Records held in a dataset
+ + + + + + +

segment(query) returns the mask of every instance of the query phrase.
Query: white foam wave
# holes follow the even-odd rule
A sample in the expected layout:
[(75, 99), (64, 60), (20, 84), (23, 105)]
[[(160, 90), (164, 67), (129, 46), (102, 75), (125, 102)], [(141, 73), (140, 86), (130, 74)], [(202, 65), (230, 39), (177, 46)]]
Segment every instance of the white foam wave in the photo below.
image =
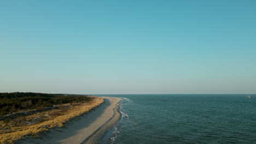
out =
[(124, 115), (127, 119), (129, 118), (129, 116), (127, 114), (124, 113), (123, 111), (120, 111), (121, 113)]
[(124, 100), (127, 100), (128, 101), (131, 101), (131, 100), (130, 100), (129, 99), (127, 99), (126, 98), (123, 98), (123, 99), (124, 99)]
[(111, 140), (111, 144), (114, 143), (114, 142), (117, 138), (118, 134), (119, 133), (119, 131), (118, 131), (118, 129), (117, 127), (115, 127), (115, 131), (113, 132), (113, 136), (110, 139)]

+ + + + + + +

*Required work*:
Output the lines above word for word, leaving out the pictures.

*Result*:
segment(query) returns the mask of every instance of the query phrase.
Query: white foam wave
# holes follow the even-odd rule
A sample in the expected layout:
[(75, 99), (64, 60), (20, 84), (23, 105)]
[[(160, 90), (164, 67), (129, 46), (102, 75), (125, 102)], [(141, 73), (140, 86), (130, 74)], [(202, 65), (230, 39), (177, 46)]]
Segment every instance of the white foam wave in the photo below.
image =
out =
[(124, 115), (127, 119), (129, 118), (129, 116), (127, 114), (124, 113), (123, 111), (120, 111), (121, 113)]
[(124, 100), (127, 100), (128, 101), (131, 101), (131, 100), (130, 100), (129, 99), (127, 99), (126, 98), (123, 98), (123, 99), (124, 99)]
[(111, 140), (111, 144), (114, 143), (114, 142), (117, 138), (118, 134), (119, 133), (119, 131), (118, 131), (118, 129), (117, 127), (115, 127), (115, 131), (113, 132), (113, 136), (110, 139)]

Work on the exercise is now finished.